[Excerpts of location labeling data]

▽

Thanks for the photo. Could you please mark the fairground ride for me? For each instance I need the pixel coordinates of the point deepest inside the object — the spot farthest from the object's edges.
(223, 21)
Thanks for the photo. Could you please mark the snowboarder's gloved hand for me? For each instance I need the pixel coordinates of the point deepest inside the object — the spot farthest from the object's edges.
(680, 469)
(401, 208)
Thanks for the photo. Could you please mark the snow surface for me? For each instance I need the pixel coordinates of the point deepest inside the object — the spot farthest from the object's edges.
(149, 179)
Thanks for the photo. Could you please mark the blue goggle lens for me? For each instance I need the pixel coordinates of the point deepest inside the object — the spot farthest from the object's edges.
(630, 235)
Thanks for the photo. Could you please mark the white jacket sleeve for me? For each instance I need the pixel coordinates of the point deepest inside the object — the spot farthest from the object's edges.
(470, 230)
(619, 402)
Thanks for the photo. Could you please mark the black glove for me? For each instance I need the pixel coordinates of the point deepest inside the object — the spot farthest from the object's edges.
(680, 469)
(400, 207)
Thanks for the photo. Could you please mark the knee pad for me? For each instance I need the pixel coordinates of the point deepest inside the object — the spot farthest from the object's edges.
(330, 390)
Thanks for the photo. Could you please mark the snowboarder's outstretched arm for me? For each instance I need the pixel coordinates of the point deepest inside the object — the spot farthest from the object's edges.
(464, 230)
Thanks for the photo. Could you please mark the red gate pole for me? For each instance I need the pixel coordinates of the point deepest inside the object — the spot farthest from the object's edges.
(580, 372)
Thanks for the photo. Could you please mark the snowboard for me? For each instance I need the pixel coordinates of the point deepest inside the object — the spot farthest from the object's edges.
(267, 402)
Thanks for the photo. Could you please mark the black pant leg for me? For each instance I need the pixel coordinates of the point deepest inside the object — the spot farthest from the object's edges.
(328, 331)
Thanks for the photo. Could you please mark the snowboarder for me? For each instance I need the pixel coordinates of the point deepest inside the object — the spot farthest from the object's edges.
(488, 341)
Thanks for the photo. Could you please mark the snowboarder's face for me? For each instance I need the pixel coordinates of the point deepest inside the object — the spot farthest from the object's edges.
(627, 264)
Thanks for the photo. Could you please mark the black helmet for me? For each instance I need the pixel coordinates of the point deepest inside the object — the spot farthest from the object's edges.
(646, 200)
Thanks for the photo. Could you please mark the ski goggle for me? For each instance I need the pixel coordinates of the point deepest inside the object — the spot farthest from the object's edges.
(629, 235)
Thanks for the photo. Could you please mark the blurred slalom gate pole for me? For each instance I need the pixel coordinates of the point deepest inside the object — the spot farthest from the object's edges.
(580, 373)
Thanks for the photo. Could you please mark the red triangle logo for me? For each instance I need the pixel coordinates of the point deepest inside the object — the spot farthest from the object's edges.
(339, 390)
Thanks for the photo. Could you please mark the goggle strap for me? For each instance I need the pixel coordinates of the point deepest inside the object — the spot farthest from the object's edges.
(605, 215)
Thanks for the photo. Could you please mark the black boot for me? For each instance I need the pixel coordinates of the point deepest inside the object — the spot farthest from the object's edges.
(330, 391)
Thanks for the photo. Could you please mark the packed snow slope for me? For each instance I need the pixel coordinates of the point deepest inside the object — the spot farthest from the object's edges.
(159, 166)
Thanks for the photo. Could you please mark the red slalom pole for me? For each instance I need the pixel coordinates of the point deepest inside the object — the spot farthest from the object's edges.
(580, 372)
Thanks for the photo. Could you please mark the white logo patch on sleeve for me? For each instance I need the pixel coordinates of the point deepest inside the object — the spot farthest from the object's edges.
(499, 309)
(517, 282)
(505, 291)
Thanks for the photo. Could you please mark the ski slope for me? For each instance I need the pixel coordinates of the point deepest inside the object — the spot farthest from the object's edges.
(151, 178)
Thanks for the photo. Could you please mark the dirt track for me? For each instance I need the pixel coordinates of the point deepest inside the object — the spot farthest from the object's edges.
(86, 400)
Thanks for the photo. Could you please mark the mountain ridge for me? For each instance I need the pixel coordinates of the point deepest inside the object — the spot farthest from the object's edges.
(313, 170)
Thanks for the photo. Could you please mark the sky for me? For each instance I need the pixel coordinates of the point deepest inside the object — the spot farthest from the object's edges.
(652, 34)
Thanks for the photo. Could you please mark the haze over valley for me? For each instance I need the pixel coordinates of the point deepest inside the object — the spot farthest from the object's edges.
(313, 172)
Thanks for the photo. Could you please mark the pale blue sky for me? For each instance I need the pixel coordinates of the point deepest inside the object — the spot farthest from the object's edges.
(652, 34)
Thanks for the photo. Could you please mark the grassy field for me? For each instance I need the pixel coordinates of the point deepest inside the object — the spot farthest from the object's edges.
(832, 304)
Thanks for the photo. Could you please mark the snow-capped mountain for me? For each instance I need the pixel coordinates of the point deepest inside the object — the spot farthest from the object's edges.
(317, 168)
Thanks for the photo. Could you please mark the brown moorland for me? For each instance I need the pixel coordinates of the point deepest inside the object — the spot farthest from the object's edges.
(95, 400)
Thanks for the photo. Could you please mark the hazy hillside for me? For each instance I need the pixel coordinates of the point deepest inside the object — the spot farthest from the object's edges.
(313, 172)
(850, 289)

△

[What is being asked]
Convert the lines from the one containing "Thanks for the photo. Could you please mark the haze" through the end of the records into a JSON list of strings, one string per line, with blank lines left out.

[Exercise solution]
[
  "Thanks for the photo. Could you please mark the haze over valley for me? For each instance I need the pixel coordinates of the point deepest inside the object — the spot farthest from the object's edges.",
  "(313, 172)",
  "Thanks for the photo. Could you please mark the pale blue sky for me? For each instance I need the pixel coordinates of the point deepest inside the object — the spot farthest from the object's edges.",
  "(652, 34)",
  "Thanks for the photo. Could you please mark the grassy field for me? For each instance I need the pixel coordinates of the point deepest inside the object — the spot farthest from the object's edges.",
  "(832, 304)",
  "Thanks for the photo. Could you please mark the snow-capped mountain for me? For each instance I need the pixel coordinates of the point deepest inside the object — the spot farthest from the object's edges.",
  "(317, 168)",
  "Thanks for the photo. Could you please mark the brown moorland for me? For each instance I need the pixel coordinates of the point deepest inside the object — the spot farthest from the object's edges.",
  "(95, 400)",
  "Thanks for the photo. Could you please mark the hazy hillside for me? For each instance I need the pixel coordinates of the point deepest inside the object — the spot farthest from the object's edges.",
  "(313, 172)",
  "(850, 289)"
]